Instructions for the task:
Please rewrite the items below as a numbered list, from their first line through the line that contains "215 303 L 215", leaving out any blank lines.

Region labeling items:
——

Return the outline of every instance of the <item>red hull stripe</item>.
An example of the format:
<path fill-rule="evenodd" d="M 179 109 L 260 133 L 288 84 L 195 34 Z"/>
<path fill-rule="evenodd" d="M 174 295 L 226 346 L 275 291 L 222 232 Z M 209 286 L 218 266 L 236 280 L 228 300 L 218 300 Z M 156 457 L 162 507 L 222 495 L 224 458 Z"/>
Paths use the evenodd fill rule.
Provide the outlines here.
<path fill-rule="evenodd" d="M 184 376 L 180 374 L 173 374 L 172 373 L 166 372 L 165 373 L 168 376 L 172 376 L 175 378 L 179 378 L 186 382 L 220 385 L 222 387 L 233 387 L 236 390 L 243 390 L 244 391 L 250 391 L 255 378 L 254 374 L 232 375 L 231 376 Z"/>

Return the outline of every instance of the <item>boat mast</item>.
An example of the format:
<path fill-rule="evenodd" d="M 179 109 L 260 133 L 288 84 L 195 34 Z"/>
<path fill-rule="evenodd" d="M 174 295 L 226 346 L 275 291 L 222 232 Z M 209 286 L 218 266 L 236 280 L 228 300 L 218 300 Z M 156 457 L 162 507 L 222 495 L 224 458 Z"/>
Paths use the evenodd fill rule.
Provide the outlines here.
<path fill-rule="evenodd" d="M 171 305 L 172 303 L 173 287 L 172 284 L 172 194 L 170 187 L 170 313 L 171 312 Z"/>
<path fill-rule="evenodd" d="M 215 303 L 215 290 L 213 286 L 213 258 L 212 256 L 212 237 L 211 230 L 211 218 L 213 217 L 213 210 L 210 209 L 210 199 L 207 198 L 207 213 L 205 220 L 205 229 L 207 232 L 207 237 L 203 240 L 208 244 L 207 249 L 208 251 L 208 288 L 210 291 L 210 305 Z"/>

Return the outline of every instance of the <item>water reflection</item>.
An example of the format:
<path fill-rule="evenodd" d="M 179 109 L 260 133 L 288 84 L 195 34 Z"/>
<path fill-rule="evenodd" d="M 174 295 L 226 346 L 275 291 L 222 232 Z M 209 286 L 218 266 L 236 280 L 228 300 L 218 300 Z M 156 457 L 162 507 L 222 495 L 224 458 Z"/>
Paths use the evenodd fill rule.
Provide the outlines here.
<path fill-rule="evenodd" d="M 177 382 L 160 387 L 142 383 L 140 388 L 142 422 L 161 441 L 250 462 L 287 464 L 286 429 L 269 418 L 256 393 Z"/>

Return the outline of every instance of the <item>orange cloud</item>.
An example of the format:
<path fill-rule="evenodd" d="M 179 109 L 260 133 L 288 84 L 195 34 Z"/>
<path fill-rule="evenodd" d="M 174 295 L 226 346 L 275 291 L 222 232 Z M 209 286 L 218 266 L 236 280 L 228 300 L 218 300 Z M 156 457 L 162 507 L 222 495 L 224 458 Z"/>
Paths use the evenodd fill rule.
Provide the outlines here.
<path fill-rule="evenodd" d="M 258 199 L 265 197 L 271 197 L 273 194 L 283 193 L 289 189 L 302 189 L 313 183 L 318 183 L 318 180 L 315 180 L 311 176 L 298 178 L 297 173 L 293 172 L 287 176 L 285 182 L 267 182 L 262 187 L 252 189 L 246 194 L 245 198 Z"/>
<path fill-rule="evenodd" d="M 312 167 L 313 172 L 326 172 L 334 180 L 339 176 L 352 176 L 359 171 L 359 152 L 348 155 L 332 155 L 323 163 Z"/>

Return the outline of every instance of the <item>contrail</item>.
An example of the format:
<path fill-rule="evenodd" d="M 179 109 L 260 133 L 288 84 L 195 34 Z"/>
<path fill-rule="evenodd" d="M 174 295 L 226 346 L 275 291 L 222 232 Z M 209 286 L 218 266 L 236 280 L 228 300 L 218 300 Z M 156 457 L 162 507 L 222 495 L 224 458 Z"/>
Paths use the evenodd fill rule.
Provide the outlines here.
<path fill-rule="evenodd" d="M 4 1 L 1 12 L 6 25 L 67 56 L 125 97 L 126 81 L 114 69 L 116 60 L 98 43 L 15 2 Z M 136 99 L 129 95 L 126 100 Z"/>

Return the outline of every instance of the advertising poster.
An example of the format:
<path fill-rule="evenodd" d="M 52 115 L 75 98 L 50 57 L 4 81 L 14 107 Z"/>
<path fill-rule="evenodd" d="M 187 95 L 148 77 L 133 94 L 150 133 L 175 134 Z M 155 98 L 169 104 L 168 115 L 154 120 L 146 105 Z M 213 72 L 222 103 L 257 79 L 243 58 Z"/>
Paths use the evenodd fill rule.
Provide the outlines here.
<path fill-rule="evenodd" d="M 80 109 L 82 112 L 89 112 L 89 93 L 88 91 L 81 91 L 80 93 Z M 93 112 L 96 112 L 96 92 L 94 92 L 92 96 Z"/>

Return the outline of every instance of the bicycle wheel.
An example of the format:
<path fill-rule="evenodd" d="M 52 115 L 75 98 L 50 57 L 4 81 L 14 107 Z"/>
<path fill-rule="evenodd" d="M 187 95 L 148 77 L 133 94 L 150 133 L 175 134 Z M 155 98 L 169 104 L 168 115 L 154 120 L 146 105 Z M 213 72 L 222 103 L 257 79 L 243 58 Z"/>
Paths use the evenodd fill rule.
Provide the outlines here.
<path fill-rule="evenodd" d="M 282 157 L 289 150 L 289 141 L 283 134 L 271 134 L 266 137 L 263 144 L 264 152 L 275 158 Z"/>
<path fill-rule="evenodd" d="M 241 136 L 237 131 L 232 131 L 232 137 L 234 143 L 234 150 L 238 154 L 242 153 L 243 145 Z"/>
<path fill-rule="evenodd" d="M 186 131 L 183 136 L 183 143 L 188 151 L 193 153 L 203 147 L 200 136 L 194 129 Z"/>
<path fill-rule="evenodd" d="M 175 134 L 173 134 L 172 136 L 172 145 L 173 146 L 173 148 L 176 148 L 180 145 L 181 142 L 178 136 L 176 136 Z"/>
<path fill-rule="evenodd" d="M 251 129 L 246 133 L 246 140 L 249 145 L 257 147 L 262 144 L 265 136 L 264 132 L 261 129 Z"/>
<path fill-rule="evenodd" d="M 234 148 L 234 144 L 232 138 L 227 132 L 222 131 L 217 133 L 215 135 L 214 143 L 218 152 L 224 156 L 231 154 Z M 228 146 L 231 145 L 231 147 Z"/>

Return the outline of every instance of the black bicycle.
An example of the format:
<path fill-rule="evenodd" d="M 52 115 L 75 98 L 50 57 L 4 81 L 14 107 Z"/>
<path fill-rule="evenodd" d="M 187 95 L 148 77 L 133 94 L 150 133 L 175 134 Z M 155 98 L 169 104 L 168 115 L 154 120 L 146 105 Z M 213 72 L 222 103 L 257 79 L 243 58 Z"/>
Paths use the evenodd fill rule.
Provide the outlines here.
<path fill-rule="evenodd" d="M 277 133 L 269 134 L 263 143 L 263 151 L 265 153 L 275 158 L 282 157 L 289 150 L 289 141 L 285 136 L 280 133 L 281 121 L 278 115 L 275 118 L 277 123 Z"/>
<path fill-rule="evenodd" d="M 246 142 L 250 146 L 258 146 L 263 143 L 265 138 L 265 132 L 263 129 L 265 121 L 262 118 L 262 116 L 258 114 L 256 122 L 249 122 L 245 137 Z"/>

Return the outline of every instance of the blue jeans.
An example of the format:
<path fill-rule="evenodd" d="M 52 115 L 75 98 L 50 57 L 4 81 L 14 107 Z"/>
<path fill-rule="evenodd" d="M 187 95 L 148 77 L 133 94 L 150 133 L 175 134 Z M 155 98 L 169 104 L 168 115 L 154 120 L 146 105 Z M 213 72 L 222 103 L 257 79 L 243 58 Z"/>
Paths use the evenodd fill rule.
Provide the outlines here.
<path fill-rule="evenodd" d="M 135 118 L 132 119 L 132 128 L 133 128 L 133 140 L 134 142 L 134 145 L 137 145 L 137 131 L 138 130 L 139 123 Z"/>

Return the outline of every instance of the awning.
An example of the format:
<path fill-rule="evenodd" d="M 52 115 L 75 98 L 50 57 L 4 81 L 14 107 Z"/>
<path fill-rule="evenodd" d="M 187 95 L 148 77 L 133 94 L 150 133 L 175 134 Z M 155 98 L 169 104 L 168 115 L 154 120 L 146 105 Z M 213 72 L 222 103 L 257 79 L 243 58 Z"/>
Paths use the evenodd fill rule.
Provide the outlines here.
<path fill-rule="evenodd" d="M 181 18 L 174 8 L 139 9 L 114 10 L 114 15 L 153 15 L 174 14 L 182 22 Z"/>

——

Expected answer:
1. Return the outline of every instance of the <item>red hull stripe</item>.
2. An example of the format:
3. <path fill-rule="evenodd" d="M 179 109 L 260 133 L 288 84 L 195 34 Z"/>
4. <path fill-rule="evenodd" d="M 174 295 L 226 346 L 275 291 L 222 232 Z M 209 286 L 218 266 L 236 280 L 228 300 L 218 300 Z M 156 457 L 162 507 L 222 495 L 224 458 Z"/>
5. Paths use the evenodd fill rule.
6. Provide the outlines here.
7. <path fill-rule="evenodd" d="M 184 376 L 180 374 L 173 374 L 172 373 L 166 372 L 165 373 L 168 376 L 172 376 L 175 378 L 179 378 L 186 382 L 220 385 L 222 387 L 233 387 L 236 390 L 243 390 L 244 391 L 250 391 L 255 378 L 254 374 L 232 375 L 231 376 Z"/>
8. Return the outline of every instance of the <item>boat mast</item>.
9. An example of the format:
10. <path fill-rule="evenodd" d="M 179 109 L 260 133 L 288 84 L 195 34 Z"/>
11. <path fill-rule="evenodd" d="M 174 295 L 226 346 L 275 291 L 222 232 Z M 209 286 L 218 266 L 236 280 L 228 300 L 218 300 Z M 156 457 L 162 507 L 222 495 L 224 458 Z"/>
12. Paths use the evenodd fill rule.
13. Provide the outlines here.
14. <path fill-rule="evenodd" d="M 171 305 L 172 303 L 173 287 L 172 284 L 172 194 L 170 187 L 170 313 L 171 312 Z"/>
15. <path fill-rule="evenodd" d="M 215 303 L 215 290 L 213 286 L 213 258 L 212 256 L 212 237 L 211 230 L 211 218 L 213 217 L 213 210 L 210 209 L 210 199 L 207 198 L 207 213 L 205 220 L 205 229 L 207 232 L 207 237 L 203 240 L 208 244 L 207 249 L 208 251 L 208 288 L 210 291 L 210 305 Z"/>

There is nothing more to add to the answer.